Referring expression pointing data
——

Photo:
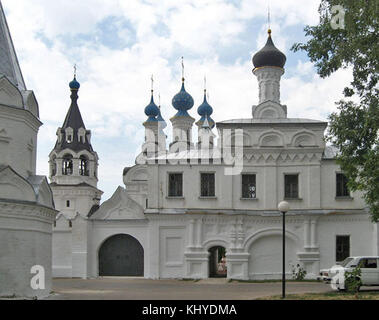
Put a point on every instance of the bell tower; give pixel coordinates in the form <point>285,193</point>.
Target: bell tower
<point>74,177</point>
<point>73,160</point>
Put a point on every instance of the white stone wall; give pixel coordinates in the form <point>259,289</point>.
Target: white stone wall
<point>18,140</point>
<point>25,237</point>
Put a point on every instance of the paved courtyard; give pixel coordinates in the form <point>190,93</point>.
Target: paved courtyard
<point>145,289</point>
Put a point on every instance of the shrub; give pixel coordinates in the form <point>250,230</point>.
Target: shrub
<point>298,273</point>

——

Select all lines with the word "instance" from the entries above.

Put a point on every instance of the bell tower; give pixel coordinates in the form <point>285,193</point>.
Put a point on every instance of the white stone wall; give pixel coordinates in the form <point>259,289</point>.
Put a point on every instance of the paved courtyard; give pixel coordinates in the form <point>190,93</point>.
Put a point on every instance of the shrub; give pixel coordinates in the form <point>250,230</point>.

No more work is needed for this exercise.